**INPUT DATA:**
----------------------------------------
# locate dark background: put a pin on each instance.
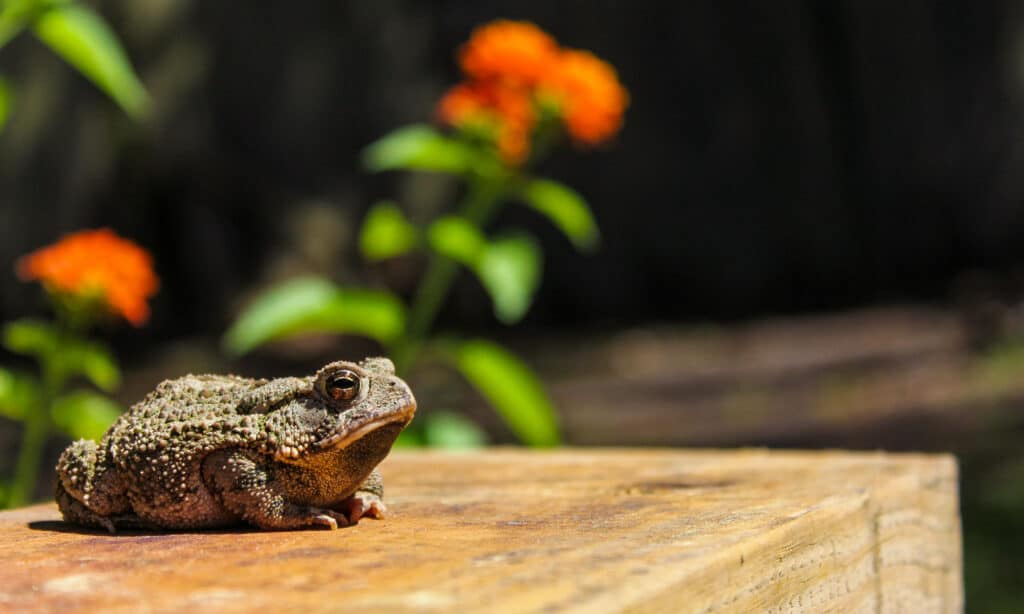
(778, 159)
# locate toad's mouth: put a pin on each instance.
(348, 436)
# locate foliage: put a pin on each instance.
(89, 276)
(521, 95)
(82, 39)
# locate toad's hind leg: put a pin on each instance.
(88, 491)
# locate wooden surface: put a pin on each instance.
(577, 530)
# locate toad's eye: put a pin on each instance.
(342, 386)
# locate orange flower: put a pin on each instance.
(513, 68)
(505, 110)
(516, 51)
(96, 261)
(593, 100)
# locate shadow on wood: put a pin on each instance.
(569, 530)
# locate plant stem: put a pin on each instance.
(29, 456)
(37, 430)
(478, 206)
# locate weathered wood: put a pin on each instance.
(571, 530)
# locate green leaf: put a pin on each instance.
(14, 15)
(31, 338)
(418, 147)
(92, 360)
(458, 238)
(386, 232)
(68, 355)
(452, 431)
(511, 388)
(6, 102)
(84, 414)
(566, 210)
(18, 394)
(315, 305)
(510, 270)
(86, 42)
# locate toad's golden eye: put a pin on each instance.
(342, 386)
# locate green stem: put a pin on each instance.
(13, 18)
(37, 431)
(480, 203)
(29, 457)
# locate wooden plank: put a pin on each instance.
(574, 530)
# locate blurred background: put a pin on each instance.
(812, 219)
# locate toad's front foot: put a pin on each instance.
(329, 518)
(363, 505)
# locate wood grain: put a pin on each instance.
----------------------------------------
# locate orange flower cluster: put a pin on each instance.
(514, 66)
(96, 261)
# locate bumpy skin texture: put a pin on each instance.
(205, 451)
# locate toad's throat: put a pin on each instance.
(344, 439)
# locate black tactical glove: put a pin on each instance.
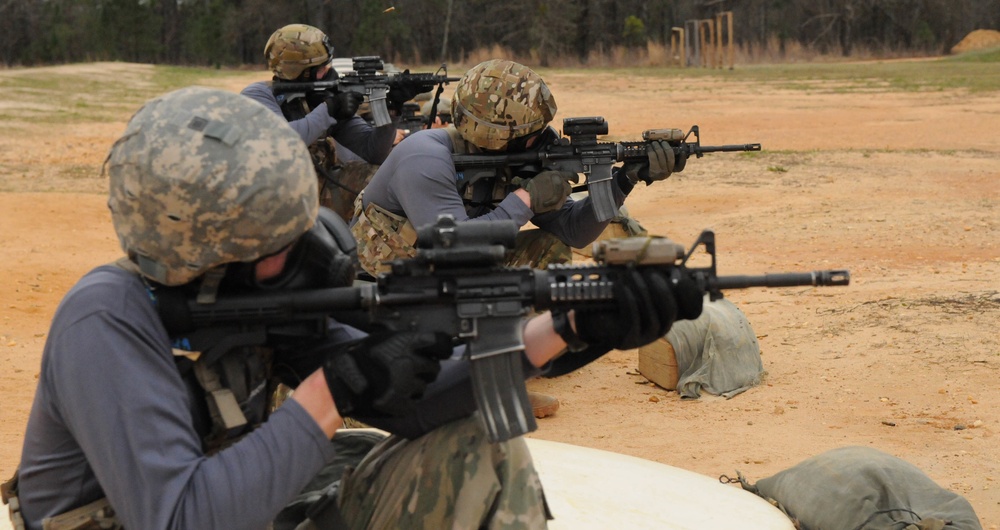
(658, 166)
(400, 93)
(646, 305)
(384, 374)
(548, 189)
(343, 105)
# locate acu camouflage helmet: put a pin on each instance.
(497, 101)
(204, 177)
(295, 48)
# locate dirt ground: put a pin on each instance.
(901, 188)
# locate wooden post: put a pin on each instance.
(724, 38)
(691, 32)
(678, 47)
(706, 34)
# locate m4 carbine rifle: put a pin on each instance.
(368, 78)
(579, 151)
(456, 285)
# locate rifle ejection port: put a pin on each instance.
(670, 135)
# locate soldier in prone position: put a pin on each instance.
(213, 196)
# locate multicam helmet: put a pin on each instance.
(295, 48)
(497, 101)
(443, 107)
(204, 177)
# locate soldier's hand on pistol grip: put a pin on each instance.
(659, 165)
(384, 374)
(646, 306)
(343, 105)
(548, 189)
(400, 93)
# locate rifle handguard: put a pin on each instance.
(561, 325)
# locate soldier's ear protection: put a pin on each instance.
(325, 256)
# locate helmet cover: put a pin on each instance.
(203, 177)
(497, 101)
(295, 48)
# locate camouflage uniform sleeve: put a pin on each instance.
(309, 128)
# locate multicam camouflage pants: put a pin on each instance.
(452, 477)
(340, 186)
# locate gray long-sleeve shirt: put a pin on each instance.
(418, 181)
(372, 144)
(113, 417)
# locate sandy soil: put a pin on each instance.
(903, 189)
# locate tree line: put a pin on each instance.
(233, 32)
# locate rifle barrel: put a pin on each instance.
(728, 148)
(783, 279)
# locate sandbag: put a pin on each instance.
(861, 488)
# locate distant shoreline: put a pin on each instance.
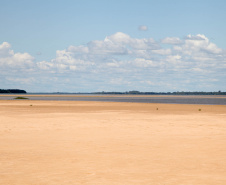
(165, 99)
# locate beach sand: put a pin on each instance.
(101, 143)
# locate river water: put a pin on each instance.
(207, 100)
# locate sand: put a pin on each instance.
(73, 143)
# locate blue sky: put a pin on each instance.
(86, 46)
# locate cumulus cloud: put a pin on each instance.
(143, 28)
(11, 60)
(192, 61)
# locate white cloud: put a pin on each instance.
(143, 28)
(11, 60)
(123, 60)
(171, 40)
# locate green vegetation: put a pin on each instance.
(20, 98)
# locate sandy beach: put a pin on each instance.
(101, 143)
----------------------------------------
**BRIEF:**
Recast everything from the line containing "# locate toad's hind" down to the line containing "# locate wood grain: put", both ends included, as a JSON list of strings with one string per line and no blank lines.

**PROBLEM SOLUTION:**
[
  "# locate toad's hind leg: put a pin on each instance.",
  "(88, 491)",
  "# locate wooden surface: put a pin on each instance.",
  "(577, 530)",
  "# locate toad's eye: put a pin on each instance.",
  "(342, 386)",
  "# locate orange flower: put a pin on each instance.",
  "(513, 68)",
  "(505, 110)",
  "(516, 51)",
  "(96, 261)",
  "(593, 100)",
  "# locate shadow on wood: put a pin on each instance.",
  "(569, 530)",
  "# locate plant stem: put a pin on each instance.",
  "(29, 456)",
  "(37, 430)",
  "(478, 206)",
  "# locate weathered wood: put a pin on each instance.",
  "(571, 530)",
  "# locate green leaf: put a pin on each instance.",
  "(14, 15)",
  "(31, 338)",
  "(418, 147)",
  "(92, 360)",
  "(458, 238)",
  "(386, 232)",
  "(68, 355)",
  "(452, 431)",
  "(511, 388)",
  "(6, 102)",
  "(84, 414)",
  "(566, 210)",
  "(18, 394)",
  "(315, 305)",
  "(510, 270)",
  "(86, 42)",
  "# locate toad's golden eye: put a pin on each instance.",
  "(342, 386)",
  "# locate green stem: put a pin on each instance.",
  "(13, 18)",
  "(37, 431)",
  "(480, 203)",
  "(29, 457)",
  "# locate wooden plank: put a pin on each instance.",
  "(574, 530)",
  "# locate blurred background: put a pin on each instance.",
  "(812, 219)",
  "# locate toad's front foot: put a pin on each instance.",
  "(329, 518)",
  "(363, 505)",
  "# locate wood grain: put a pin on each instance."
]